### Extrait du texte

Des oursons comme bouclier

Joanie Van de Walle en études sur le terrain, en Suède.
Joanie Van de Walle en études sur le terrain, en Suède.
Photo : fournie par Joanie Van de Walle

En Suède, une curieuse tendance s’observe chez les ours bruns: les femelles tardent de plus en plus à se séparer de leurs oursons. Le phénomène Tanguy serait-il en train de se propager au sein des populations animales sauvages? Une étude de l’Université de Sherbrooke publiée dans Nature Communications révèle que ce changement de comportement chez les ours serait plutôt lié à une réglementation de la chasse interdisant de tuer des membres de groupes familiaux.

Partout où elle est appliquée, cette réglementation vise à protéger les populations animales d’un potentiel déclin. Les chercheurs et les gestionnaires de la faune ignorent toutefois qu’elle puisse avoir des effets indirects sur le comportement des animaux. En raison de cette réglementation, être accompagnées d’oursons, peu importe leur âge, confère une protection substantielle pour les femelles adultes. En effet, les femelles solitaires ont près de 4 fois plus de chances d’être chassées comparativement aux femelles accompagnées d’oursons. En gardant leurs oursons plus longtemps, les femelles se protègent des chasseurs plus longtemps. C’est ce qui expliquerait le changement de comportement observé dans la population.

La chasse; source du changement comportemental

Les oursons naissent à l’hiver, en tanière. Certaines femelles se séparent de leurs oursons après le deuxième printemps, alors que d’autres ne se séparent qu’au printemps suivant. On parle alors de deux tactiques de reproduction, soient les tactiques 1,5 ans et 2,5 ans. La tactique 2,5 ans a émergé dans la population au milieu des années 1990 et c’est actuellement environ 30 % des portées qui restent avec leurs mères durant 2,5 ans. Curieusement, ce changement de comportement coïncide avec l’augmentation de la pression et des quotas de chasse qui pèsent sur les ours. Pas si curieux si l’on considère que seuls les ours solitaires peuvent être chassés à l’automne et que les femelles utilisant la tactique 2,5 ans sont moins souvent seules et vulnérables durant cette période. Ainsi, plus la pression de chasse est élevée, plus il devient avantageux pour les femelles de garder leurs oursons auprès d’elles.

######

▶ Consignes
a. Selon le texte sur les ours bruns de Suède, quelle part des portées reste actuellement avec la mère pendant 2,5 ans ?
b. Recopiez mot pour mot le passage du texte sur les ours bruns de Suède qui va de "En Suède, une" à "de groupes familiaux.".
Le matériel qui suit n'a aucun lien avec le texte sur les ours bruns de Suède.

### Extrait de données

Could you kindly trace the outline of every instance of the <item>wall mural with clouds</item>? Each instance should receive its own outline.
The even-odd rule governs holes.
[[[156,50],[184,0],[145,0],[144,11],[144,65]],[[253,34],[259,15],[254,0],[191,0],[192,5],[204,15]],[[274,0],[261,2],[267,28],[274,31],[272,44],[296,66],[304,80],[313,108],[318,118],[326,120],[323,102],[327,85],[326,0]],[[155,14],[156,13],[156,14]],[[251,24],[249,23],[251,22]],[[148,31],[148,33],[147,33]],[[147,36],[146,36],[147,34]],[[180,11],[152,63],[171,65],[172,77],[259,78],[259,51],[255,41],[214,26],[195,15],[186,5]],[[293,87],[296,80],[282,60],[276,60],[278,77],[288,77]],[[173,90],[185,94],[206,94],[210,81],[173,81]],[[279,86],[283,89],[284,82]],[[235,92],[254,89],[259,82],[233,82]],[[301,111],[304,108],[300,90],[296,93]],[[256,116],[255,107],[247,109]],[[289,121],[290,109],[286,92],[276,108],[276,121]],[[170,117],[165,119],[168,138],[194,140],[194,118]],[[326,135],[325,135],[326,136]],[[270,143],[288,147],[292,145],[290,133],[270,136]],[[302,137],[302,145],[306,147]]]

######

▶ Solutions par tâche
a. Environ 30 % des portées.

b.
En Suède, une curieuse tendance s’observe chez les ours bruns: les femelles tardent de plus en plus à se séparer de leurs oursons. Le phénomène Tanguy serait-il en train de se propager au sein des populations animales sauvages? Une étude de l’Université de Sherbrooke publiée dans Nature Communications révèle que ce changement de comportement chez les ours serait plutôt lié à une réglementation de la chasse interdisant de tuer des membres de groupes familiaux.